* ACTIONS TO TAKE:
1/ In the blog entries, what did the neighbor give in return for the plate of turkey and stuffing?
2/ Echo the passage of the blog entries starting at "Friday, November 27, 2020" and ending at "successful American Thanksgiving.".
3/ Carry on the blog entries from their final sentence.

I've got no particular plans for today, other than to solve the Red Phone problem, draw some more comics, simmer a vat of turkey stock, and finish reading David Copperfield. I'm hoping we'll get our Christmas tree soon, but the timing for that is up to our man with the pickup truck.

Next weekend I'll be on the clock again, leading a sonnet-based writing retreat with last summer's Frost Place participants, so I don't mind moseying through this weekend. Plus, it's a treat to have Tom home for four solid days. I do like him.

Friday, November 27, 2020

The kitchen stove managed, with coddling, to hang in long enough to roast a miniature turkey. I carried a plate of turkey and stuffing over to my neighbor, who lives alone, and she gave us a tin of freshly made buckwheat shortbread cookies. The day's biggest football game was canceled because players have Covid. The extended-family Zoom event ensued without serious mishap. We have a pile of leftovers in the refrigerator, very handy for lockdown. And Tom had to wash a lot of dishes. So I guess that's the 2020 version of a successful American Thanksgiving.

Today I'll be phoning the appliance repairman first thing, and dealing with a stack of editing work, and dragging trash to the curb, and trying to figure out why the kitchen floor is so sticky, and catching up on Byron (who is beginning to drive me crazy with his lack of focus), and and and. Tom will be home today, but Paul has to work tonight. I doubt I'll get any of my own writing underway, what with all the comings and goings and bits and pieces and chores and demands, but who knows? What I'd like to do is spend some time outside. After days of rain and heavyweight cooking, I've contracted a severe case of house-bloat.

* PROVIDED RECORDS:

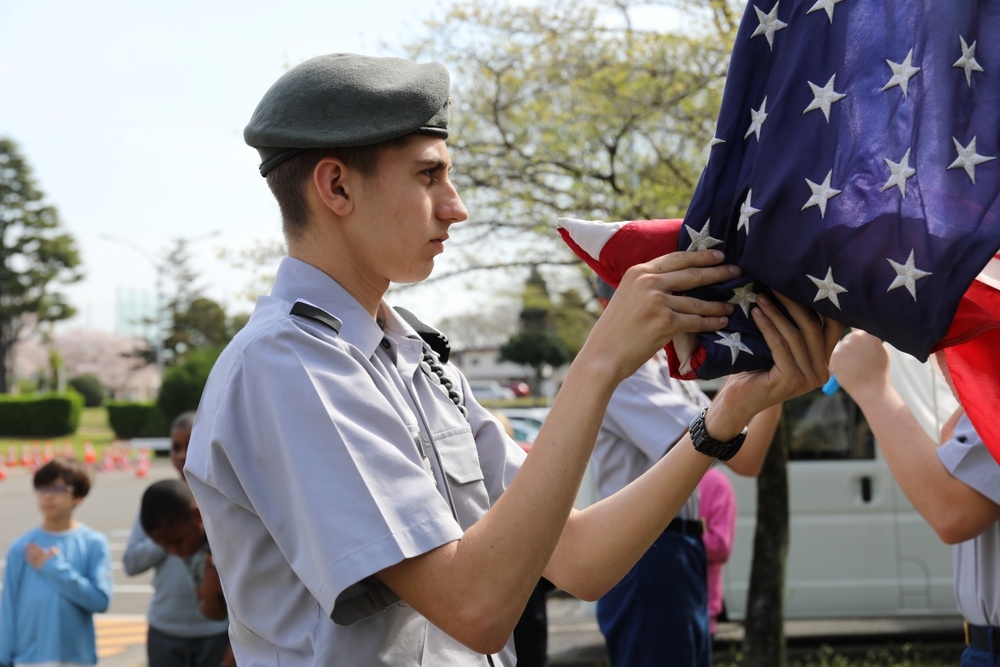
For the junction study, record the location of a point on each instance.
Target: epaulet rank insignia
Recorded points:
(305, 309)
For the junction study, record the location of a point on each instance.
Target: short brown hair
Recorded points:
(288, 180)
(70, 470)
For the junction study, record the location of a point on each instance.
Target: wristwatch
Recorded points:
(708, 445)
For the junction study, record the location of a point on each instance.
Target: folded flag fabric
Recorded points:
(854, 169)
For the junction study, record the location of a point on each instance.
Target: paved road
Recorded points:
(111, 508)
(574, 640)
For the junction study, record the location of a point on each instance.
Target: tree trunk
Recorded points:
(764, 639)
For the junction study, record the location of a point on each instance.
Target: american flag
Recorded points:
(855, 169)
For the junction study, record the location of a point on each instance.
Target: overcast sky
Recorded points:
(131, 115)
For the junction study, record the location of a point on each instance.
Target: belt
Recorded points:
(689, 527)
(983, 637)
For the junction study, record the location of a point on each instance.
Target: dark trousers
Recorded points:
(163, 650)
(531, 634)
(657, 616)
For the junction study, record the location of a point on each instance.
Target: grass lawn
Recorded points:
(893, 655)
(93, 428)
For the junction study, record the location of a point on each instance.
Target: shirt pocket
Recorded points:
(464, 473)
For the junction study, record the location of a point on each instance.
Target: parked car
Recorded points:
(488, 390)
(857, 548)
(534, 416)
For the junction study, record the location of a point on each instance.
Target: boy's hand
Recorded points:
(646, 313)
(38, 556)
(801, 349)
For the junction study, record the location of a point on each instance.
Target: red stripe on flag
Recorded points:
(973, 359)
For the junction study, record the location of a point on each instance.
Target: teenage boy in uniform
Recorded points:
(362, 507)
(954, 484)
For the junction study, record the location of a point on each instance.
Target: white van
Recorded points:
(857, 548)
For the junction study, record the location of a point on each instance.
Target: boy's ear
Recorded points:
(333, 183)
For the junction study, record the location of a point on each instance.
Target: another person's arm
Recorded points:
(474, 588)
(211, 601)
(90, 589)
(8, 613)
(954, 510)
(141, 553)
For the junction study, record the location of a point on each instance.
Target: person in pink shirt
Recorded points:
(718, 511)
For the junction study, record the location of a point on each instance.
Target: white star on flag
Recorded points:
(968, 158)
(701, 240)
(743, 296)
(733, 342)
(828, 5)
(900, 172)
(822, 193)
(907, 275)
(827, 288)
(968, 61)
(901, 73)
(824, 97)
(769, 24)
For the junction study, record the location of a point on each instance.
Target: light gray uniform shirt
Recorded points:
(648, 412)
(322, 456)
(977, 561)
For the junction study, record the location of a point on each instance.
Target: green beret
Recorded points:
(343, 99)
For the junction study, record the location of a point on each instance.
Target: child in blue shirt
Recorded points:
(57, 577)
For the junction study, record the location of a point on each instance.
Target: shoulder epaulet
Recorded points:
(434, 338)
(305, 309)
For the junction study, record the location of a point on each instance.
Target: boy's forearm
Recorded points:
(602, 542)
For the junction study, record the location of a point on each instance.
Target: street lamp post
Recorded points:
(160, 267)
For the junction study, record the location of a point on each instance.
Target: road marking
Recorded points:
(115, 634)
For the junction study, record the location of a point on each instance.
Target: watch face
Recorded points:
(709, 446)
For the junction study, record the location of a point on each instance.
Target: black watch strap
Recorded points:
(709, 446)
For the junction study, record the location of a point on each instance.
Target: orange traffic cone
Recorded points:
(89, 453)
(142, 463)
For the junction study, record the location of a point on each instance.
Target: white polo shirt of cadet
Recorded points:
(648, 412)
(307, 464)
(977, 561)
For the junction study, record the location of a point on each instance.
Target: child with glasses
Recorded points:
(57, 577)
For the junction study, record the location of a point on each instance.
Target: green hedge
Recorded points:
(136, 419)
(44, 416)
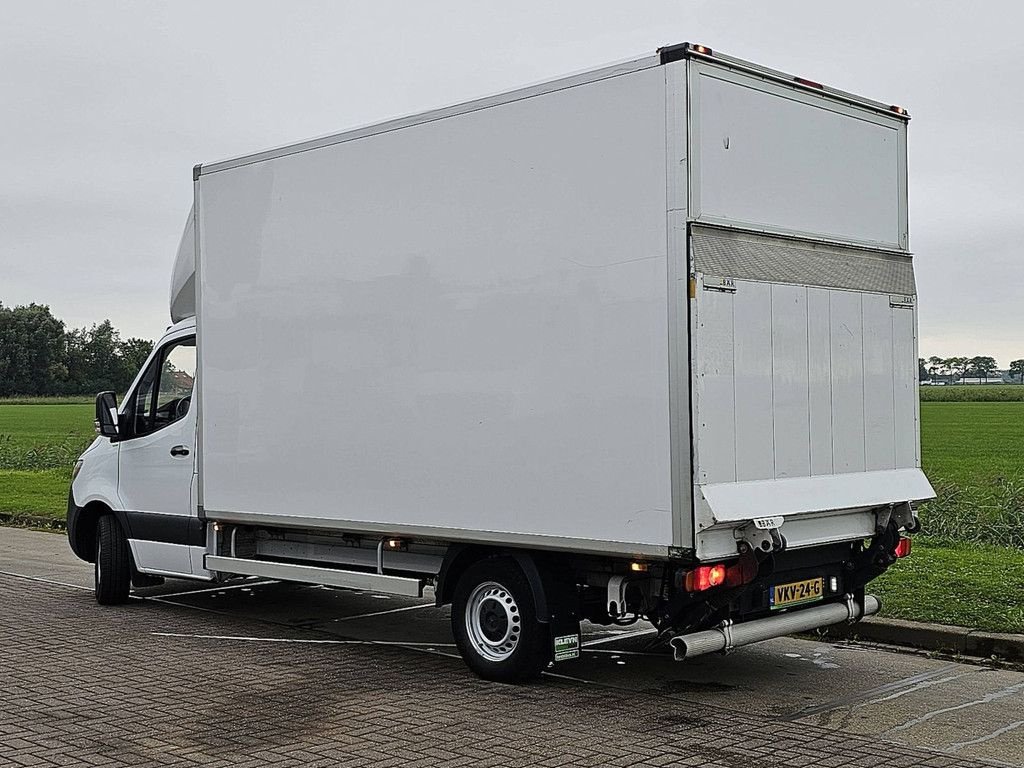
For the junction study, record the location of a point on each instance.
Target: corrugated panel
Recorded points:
(847, 381)
(790, 380)
(819, 379)
(715, 363)
(749, 256)
(755, 433)
(904, 388)
(880, 449)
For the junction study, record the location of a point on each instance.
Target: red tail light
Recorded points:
(902, 548)
(705, 578)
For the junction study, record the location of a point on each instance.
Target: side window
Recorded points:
(164, 393)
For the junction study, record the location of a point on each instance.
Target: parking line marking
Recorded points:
(382, 612)
(957, 745)
(987, 698)
(858, 698)
(218, 589)
(301, 641)
(46, 581)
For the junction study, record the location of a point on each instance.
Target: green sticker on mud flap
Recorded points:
(566, 647)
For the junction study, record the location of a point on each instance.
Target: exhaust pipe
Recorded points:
(729, 635)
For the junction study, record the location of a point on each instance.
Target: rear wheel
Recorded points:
(113, 564)
(495, 623)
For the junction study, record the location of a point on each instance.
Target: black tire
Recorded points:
(500, 592)
(113, 564)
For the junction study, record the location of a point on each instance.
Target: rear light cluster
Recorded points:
(902, 547)
(704, 578)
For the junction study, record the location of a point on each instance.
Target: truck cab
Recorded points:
(142, 472)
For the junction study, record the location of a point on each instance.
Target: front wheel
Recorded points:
(113, 564)
(495, 623)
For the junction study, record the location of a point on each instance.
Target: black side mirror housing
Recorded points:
(107, 406)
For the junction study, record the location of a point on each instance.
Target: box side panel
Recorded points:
(458, 325)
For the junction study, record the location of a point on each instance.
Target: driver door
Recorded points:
(156, 462)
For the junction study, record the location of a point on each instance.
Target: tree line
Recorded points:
(951, 370)
(40, 356)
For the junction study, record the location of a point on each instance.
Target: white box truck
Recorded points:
(637, 343)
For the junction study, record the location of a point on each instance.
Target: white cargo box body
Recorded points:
(624, 312)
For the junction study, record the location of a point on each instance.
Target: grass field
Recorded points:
(973, 393)
(973, 532)
(980, 586)
(38, 446)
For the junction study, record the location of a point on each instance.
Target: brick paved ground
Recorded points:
(83, 685)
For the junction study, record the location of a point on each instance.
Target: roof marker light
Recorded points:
(902, 547)
(809, 83)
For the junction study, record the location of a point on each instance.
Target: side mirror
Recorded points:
(107, 408)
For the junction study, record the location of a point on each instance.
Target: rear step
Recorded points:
(312, 574)
(729, 635)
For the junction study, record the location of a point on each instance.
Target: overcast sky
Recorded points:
(107, 107)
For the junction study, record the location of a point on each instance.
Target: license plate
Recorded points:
(795, 593)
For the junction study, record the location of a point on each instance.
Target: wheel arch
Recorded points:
(82, 522)
(461, 556)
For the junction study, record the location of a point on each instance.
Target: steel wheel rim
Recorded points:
(494, 624)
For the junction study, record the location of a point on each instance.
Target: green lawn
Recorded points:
(971, 452)
(973, 442)
(972, 392)
(969, 586)
(38, 448)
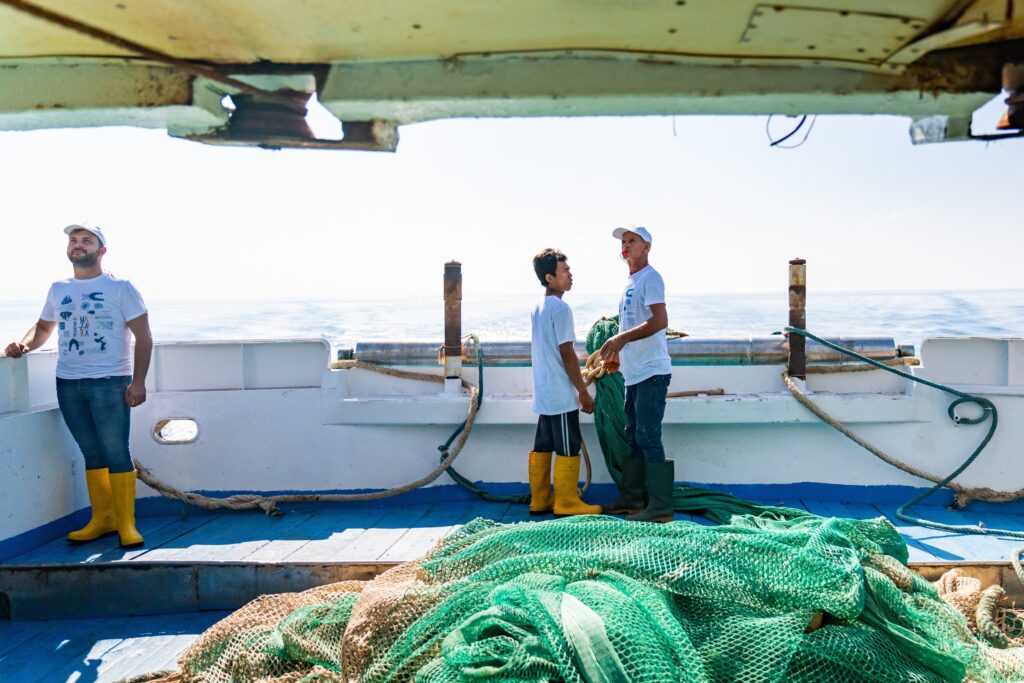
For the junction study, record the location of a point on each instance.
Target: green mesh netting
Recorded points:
(609, 421)
(602, 599)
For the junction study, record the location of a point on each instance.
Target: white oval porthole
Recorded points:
(175, 430)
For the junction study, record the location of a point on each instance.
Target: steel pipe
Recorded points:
(686, 351)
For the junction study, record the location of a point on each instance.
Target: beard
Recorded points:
(84, 260)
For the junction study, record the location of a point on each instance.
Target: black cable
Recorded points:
(796, 129)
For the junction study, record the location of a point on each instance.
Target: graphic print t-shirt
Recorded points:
(642, 358)
(552, 327)
(92, 334)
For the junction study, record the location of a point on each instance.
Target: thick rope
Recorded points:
(269, 503)
(964, 494)
(837, 370)
(985, 616)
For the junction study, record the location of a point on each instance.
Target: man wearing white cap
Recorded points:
(93, 313)
(641, 349)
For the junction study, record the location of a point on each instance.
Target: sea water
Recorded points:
(907, 316)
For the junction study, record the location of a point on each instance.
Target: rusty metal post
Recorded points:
(453, 324)
(1013, 83)
(798, 317)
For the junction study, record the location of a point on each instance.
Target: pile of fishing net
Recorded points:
(600, 599)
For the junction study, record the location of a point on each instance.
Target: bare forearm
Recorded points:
(143, 351)
(571, 364)
(642, 331)
(36, 336)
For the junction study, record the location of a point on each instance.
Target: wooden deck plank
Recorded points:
(101, 649)
(332, 548)
(974, 547)
(320, 526)
(943, 546)
(155, 529)
(517, 512)
(224, 539)
(433, 526)
(147, 653)
(377, 540)
(71, 651)
(13, 635)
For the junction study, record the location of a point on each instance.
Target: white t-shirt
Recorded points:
(642, 358)
(91, 317)
(552, 324)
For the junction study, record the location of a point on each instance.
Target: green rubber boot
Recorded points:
(630, 499)
(660, 479)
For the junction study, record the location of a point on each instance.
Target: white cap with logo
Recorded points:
(642, 231)
(89, 227)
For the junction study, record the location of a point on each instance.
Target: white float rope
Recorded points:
(269, 503)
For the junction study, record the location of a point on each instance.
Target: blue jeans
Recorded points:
(644, 412)
(97, 417)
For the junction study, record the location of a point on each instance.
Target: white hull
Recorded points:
(272, 418)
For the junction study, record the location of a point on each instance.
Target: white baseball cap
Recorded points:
(95, 229)
(642, 231)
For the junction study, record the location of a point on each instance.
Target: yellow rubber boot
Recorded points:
(566, 492)
(123, 487)
(103, 520)
(541, 500)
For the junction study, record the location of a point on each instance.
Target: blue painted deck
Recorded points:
(384, 532)
(110, 649)
(96, 649)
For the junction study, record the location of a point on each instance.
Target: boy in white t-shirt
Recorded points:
(97, 384)
(641, 349)
(559, 394)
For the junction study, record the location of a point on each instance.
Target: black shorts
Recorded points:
(558, 434)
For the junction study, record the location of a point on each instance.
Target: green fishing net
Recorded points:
(772, 594)
(597, 598)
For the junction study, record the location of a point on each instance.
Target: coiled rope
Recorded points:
(964, 494)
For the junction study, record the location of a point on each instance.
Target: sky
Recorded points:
(184, 220)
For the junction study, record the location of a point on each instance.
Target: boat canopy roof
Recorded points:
(383, 62)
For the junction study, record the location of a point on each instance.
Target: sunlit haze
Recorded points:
(868, 210)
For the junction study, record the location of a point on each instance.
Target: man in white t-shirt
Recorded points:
(559, 394)
(642, 352)
(93, 313)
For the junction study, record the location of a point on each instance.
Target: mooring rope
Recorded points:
(449, 454)
(964, 494)
(269, 503)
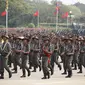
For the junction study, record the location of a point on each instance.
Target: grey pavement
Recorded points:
(35, 79)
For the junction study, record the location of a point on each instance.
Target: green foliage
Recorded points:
(31, 25)
(2, 26)
(21, 12)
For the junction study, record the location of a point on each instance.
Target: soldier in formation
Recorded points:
(41, 51)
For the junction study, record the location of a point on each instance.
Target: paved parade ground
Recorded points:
(35, 79)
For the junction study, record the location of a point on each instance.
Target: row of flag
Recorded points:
(64, 15)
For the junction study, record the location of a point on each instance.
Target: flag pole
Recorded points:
(38, 18)
(57, 18)
(7, 17)
(57, 21)
(67, 21)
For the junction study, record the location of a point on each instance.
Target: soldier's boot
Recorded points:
(69, 74)
(75, 68)
(72, 65)
(80, 69)
(30, 67)
(48, 74)
(15, 70)
(60, 68)
(64, 73)
(10, 74)
(39, 67)
(24, 74)
(34, 69)
(29, 73)
(51, 69)
(2, 75)
(44, 77)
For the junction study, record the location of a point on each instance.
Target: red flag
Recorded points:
(65, 15)
(36, 13)
(3, 13)
(57, 8)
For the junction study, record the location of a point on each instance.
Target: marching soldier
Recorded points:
(17, 54)
(25, 51)
(55, 54)
(35, 57)
(5, 52)
(69, 51)
(45, 59)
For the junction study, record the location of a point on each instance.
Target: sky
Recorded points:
(69, 1)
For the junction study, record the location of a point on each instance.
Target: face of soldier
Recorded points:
(5, 39)
(25, 42)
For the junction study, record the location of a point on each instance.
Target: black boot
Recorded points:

* RESULTS BY TASK:
1/ A tin of freshly made buckwheat shortbread cookies.

2/
Friday, November 27, 2020

The kitchen stove managed, with coddling, to hang in long enough to roast a miniature turkey. I carried a plate of turkey and stuffing over to my neighbor, who lives alone, and she gave us a tin of freshly made buckwheat shortbread cookies. The day's biggest football game was canceled because players have Covid. The extended-family Zoom event ensued without serious mishap. We have a pile of leftovers in the refrigerator, very handy for lockdown. And Tom had to wash a lot of dishes. So I guess that's the 2020 version of a successful American Thanksgiving.

3/
I think I'll try to make time for my yoga class. And I'll try to sit outside with a notebook. Probably the editing stack can wait till Monday; nobody's going to look at files before then.

It's so easy to wind myself up into a tangle. But, hey, I kept my promise and did not lose my temper over that dicy stove.

Thursday, November 26, 2020

Thanksgiving morning. Here in my small northern city by the sea, a cold rain is sluicing from the eaves, pattering against windows, freezing up on sidewalks and streets. Upstairs the boys are deeply asleep. Downstairs the cat and I have curled up in our respective corners, and I'm listening to the clock tick, the furnace grumble. Last night my brain had misty adventures among old piers and seaweed and briny tidepools, and a whiff of dream-salt still clings to me this morning. I wonder what I was doing out there in the mudflats.

Paul and I got a lot of cooking done yesterday . . . before the kitchen stove started acting up. I made a pumpkin tart, simmered and strained giblet and leek stock for gravy, and baked two loaves of whole-wheat bread; Paul made cranberry relish and cut up a white loaf into stuffing cubes. But while I was making dinner, the stove got cranky. I think we can limp through today, but it's possible I may be calling my neighbor to ask, "Um, would you like to roast a turkey?" Another thing to be thankful for: I'm pretty confident she'd say, "Sure!"

It was snowing when I went to the meat market to pick up my turkey. A short line of customers waited in the small shop, all of us masked and carefully separated, but still I felt a holiday cheerfulness: the busy, friendly shopkeepers; the good-humor of the customers, hugging their birds. Even in these dark days, we mustered up a Dickensian glow. And meanwhile a pale snow fell; and when I stepped out of the shop with my little turkey, I lifted my face into the sharp prickle of flake and felt happy.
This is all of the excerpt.